SET PROBLEM:
Find "Query: patterned area rug" in the data, then restate the line it sits in and every later line word for word, ending with the last line.

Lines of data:
_ _ _ _ _

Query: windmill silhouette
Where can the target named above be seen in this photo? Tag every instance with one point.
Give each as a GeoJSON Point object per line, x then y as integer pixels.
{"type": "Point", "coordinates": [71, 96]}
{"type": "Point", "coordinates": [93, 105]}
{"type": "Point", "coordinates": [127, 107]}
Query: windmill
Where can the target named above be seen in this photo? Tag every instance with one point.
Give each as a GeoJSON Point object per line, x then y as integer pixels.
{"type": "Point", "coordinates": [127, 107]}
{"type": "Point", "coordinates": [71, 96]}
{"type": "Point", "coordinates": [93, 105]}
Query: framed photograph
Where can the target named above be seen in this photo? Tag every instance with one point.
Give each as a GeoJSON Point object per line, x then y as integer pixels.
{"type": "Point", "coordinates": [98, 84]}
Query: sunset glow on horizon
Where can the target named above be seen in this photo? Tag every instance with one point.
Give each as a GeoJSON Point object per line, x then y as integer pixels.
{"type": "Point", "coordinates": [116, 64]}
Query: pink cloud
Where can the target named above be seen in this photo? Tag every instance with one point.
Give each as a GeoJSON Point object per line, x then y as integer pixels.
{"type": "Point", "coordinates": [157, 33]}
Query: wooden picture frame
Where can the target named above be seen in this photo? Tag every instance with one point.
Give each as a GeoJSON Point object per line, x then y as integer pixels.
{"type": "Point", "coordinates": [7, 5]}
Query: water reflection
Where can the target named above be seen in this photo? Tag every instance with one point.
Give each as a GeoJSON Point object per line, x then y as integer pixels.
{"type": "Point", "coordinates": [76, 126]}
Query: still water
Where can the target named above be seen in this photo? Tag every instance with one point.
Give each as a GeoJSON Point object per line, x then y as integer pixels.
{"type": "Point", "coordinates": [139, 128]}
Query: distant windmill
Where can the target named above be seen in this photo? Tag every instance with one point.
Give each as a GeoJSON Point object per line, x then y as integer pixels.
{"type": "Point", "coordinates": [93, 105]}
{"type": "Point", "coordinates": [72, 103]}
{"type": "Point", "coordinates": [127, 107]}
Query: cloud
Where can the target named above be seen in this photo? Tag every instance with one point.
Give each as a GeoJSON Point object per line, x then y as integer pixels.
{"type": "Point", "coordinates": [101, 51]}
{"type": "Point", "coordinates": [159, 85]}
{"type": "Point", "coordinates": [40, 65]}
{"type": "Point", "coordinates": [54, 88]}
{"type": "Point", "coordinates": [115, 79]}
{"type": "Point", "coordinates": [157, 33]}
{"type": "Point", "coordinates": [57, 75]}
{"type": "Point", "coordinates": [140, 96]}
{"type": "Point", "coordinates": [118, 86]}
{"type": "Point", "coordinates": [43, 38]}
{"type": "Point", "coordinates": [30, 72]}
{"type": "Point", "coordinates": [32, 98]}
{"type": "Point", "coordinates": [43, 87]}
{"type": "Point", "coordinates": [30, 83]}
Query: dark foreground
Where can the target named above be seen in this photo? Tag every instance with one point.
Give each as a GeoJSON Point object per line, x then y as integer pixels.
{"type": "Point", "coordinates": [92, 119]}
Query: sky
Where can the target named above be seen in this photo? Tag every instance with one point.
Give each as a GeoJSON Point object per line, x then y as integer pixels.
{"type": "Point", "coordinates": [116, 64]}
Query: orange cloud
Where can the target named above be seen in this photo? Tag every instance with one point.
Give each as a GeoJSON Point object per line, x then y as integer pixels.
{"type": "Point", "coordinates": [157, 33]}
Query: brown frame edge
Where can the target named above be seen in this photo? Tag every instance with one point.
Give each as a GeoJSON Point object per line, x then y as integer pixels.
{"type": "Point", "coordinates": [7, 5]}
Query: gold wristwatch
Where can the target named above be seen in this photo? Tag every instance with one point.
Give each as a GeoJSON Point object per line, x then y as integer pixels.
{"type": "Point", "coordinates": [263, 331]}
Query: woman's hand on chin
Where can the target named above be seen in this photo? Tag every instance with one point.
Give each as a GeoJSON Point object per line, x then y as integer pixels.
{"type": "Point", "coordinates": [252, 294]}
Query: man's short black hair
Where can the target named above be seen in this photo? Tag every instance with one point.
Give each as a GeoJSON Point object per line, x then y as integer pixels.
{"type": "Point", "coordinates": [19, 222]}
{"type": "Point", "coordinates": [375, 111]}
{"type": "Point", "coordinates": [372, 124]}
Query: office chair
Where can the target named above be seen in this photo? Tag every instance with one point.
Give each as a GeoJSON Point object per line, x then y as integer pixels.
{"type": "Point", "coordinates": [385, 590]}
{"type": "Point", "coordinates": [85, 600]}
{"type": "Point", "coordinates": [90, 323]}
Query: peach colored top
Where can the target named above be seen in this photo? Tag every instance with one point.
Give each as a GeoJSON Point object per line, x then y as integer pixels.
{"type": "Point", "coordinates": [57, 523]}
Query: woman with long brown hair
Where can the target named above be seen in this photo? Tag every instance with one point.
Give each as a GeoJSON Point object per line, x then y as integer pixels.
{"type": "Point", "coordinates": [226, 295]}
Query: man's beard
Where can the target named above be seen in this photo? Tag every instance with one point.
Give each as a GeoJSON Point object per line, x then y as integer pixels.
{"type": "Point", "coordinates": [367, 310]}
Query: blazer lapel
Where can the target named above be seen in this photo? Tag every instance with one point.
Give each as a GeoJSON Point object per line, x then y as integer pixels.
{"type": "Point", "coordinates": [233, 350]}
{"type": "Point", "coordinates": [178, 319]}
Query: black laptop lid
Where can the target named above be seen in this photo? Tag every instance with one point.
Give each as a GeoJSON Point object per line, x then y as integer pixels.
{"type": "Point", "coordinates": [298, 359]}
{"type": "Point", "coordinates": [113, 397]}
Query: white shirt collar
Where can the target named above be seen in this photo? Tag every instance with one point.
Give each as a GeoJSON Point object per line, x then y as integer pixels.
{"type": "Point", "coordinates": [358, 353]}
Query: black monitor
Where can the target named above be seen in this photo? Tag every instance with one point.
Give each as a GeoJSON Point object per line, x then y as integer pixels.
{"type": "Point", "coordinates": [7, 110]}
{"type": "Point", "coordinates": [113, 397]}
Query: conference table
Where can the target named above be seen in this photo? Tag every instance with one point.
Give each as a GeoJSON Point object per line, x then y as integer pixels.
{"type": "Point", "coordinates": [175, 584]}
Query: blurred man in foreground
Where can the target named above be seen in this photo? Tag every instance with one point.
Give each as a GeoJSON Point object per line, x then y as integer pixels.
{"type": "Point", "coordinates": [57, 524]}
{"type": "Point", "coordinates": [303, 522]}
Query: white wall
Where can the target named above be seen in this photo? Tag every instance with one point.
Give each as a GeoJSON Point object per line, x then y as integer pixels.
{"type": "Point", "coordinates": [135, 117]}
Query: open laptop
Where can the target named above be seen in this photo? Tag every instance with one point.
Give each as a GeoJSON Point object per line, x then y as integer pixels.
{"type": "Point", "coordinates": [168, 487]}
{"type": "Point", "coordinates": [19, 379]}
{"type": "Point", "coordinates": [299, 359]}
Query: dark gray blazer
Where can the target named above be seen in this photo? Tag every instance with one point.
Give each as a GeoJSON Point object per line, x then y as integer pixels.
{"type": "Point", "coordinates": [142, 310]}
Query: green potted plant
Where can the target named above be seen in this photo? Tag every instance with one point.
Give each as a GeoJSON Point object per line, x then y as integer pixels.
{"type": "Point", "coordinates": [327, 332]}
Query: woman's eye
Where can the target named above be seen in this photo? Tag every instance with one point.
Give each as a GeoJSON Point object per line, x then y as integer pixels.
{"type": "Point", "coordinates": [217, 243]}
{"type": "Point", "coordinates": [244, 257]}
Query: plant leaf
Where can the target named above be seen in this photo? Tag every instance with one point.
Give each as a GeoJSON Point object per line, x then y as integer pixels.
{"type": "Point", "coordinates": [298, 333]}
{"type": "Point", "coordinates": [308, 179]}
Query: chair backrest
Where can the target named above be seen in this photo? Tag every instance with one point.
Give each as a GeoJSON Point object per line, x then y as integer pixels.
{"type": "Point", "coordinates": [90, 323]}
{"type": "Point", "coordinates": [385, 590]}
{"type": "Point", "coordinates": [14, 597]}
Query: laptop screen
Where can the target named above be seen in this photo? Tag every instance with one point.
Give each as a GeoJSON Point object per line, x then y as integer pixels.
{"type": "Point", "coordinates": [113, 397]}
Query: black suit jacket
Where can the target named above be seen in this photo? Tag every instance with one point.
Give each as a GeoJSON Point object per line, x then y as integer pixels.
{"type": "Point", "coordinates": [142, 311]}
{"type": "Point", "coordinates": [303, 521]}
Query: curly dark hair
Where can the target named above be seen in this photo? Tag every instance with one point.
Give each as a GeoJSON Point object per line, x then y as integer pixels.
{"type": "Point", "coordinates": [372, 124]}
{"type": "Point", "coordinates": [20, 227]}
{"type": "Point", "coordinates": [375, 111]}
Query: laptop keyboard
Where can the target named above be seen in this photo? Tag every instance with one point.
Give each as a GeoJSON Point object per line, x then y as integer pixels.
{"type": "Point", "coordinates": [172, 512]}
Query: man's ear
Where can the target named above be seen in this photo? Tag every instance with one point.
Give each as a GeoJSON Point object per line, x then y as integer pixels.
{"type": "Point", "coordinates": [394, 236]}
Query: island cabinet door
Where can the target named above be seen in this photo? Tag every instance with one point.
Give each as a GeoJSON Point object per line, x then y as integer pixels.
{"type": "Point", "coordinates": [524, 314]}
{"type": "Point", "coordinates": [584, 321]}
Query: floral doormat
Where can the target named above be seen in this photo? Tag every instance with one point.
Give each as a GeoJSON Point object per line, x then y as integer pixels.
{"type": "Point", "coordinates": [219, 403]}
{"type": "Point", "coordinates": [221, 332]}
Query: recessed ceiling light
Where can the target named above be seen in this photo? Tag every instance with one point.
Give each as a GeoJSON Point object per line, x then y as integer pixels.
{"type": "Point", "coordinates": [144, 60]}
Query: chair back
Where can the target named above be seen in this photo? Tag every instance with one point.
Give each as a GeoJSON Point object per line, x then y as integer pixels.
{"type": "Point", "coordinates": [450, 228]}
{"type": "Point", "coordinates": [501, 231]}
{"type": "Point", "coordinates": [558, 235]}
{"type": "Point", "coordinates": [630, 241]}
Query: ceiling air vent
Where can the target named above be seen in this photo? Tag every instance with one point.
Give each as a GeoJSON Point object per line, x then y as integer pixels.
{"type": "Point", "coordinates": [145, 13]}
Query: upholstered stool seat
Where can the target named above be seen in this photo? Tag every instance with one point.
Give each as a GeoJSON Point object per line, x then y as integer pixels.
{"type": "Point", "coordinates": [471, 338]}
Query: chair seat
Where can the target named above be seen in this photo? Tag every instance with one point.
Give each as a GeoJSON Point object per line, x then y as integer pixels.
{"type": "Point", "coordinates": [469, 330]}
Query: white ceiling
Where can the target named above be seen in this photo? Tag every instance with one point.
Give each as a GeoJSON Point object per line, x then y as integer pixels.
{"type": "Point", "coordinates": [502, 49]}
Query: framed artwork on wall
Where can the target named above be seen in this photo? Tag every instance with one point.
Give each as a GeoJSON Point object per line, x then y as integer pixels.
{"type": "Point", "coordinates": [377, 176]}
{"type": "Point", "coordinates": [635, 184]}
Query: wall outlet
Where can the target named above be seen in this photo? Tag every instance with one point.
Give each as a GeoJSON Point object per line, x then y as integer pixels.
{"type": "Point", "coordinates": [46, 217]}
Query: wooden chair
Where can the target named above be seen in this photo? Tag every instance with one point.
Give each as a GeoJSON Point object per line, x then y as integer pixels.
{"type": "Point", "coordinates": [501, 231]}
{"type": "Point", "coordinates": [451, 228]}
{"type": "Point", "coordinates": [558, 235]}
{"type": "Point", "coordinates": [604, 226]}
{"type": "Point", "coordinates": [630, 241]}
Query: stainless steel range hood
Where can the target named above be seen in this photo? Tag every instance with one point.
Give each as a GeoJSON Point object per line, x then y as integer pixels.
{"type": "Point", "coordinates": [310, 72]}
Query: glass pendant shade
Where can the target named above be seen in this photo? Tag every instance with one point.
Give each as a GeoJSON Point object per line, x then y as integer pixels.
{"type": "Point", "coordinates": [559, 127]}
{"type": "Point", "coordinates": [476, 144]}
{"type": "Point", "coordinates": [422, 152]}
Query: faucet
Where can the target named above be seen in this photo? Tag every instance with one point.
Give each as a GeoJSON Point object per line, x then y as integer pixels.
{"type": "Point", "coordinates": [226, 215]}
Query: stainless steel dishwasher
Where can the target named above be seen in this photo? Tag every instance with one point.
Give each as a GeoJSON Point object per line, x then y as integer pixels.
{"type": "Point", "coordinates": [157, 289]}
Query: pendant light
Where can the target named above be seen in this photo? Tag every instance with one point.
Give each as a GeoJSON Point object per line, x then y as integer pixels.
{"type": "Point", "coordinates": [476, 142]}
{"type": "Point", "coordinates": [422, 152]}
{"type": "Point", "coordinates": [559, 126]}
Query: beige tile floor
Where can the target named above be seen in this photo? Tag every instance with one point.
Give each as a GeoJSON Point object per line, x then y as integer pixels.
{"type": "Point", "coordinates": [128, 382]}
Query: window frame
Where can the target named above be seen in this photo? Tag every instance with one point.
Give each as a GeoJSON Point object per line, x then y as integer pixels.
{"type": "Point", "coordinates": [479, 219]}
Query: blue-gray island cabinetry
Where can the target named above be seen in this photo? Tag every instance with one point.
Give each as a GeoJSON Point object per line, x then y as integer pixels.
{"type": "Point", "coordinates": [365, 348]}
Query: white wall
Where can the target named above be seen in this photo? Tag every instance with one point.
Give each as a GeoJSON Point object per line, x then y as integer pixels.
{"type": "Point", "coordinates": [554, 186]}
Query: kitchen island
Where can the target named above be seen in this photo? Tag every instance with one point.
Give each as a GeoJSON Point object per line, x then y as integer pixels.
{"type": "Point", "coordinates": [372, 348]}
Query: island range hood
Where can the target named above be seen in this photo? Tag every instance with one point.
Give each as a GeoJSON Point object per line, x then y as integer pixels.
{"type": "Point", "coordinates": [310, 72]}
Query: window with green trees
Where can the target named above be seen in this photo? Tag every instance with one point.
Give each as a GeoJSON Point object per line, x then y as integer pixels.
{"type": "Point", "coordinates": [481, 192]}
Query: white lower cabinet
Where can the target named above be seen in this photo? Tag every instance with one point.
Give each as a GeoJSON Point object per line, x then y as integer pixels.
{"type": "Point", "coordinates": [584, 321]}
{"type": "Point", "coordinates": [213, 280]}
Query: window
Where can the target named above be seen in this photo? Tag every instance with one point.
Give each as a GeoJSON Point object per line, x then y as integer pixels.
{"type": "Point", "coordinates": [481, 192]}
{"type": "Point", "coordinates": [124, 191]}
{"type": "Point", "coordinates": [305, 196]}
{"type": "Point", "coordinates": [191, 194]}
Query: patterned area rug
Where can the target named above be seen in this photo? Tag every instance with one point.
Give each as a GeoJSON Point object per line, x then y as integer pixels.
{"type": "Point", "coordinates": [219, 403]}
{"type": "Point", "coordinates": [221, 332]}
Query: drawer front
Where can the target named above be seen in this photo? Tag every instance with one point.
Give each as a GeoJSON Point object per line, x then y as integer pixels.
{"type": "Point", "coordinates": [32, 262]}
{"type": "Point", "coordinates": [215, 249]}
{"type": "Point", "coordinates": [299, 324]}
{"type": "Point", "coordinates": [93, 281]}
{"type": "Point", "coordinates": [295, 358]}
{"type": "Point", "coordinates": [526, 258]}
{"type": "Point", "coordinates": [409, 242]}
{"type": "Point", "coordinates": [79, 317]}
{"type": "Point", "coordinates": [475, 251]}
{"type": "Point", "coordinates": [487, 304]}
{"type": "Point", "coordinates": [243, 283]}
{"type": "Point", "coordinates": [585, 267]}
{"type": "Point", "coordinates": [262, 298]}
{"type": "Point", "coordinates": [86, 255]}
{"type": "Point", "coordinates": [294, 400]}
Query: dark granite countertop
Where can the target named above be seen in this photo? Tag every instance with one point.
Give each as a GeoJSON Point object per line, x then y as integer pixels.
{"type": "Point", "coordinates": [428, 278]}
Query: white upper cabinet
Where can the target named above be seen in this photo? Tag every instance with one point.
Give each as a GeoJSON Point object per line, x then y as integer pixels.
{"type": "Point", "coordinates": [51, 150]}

_ _ _ _ _

WRITTEN SOLUTION:
Query: patterned area rug
Where can the target named above be seen in this photo? Tag every instance with one point.
Give each as a GeoJSON Point object per line, x then y as integer pixels.
{"type": "Point", "coordinates": [219, 403]}
{"type": "Point", "coordinates": [221, 332]}
Query: drawer front
Where can the target named above be seen in this photo? Tag every instance with one point.
Give each as a GeoJSON Point object per line, x then y as integer pixels.
{"type": "Point", "coordinates": [32, 262]}
{"type": "Point", "coordinates": [215, 249]}
{"type": "Point", "coordinates": [299, 324]}
{"type": "Point", "coordinates": [93, 281]}
{"type": "Point", "coordinates": [295, 358]}
{"type": "Point", "coordinates": [526, 258]}
{"type": "Point", "coordinates": [409, 242]}
{"type": "Point", "coordinates": [79, 317]}
{"type": "Point", "coordinates": [475, 251]}
{"type": "Point", "coordinates": [487, 304]}
{"type": "Point", "coordinates": [243, 283]}
{"type": "Point", "coordinates": [585, 267]}
{"type": "Point", "coordinates": [262, 298]}
{"type": "Point", "coordinates": [86, 255]}
{"type": "Point", "coordinates": [294, 400]}
Query: dark granite countertop
Where can the target named above be seen in this photo? Tag every instance with one point.
Give each as a GeoJSON Point object per line, x then y as integer pixels.
{"type": "Point", "coordinates": [428, 278]}
Query: white upper cabinet
Where can the target named above be seen in this photo? Tag every instance with one point.
Give each as a GeoJSON Point object per line, x then y as integer pixels.
{"type": "Point", "coordinates": [51, 150]}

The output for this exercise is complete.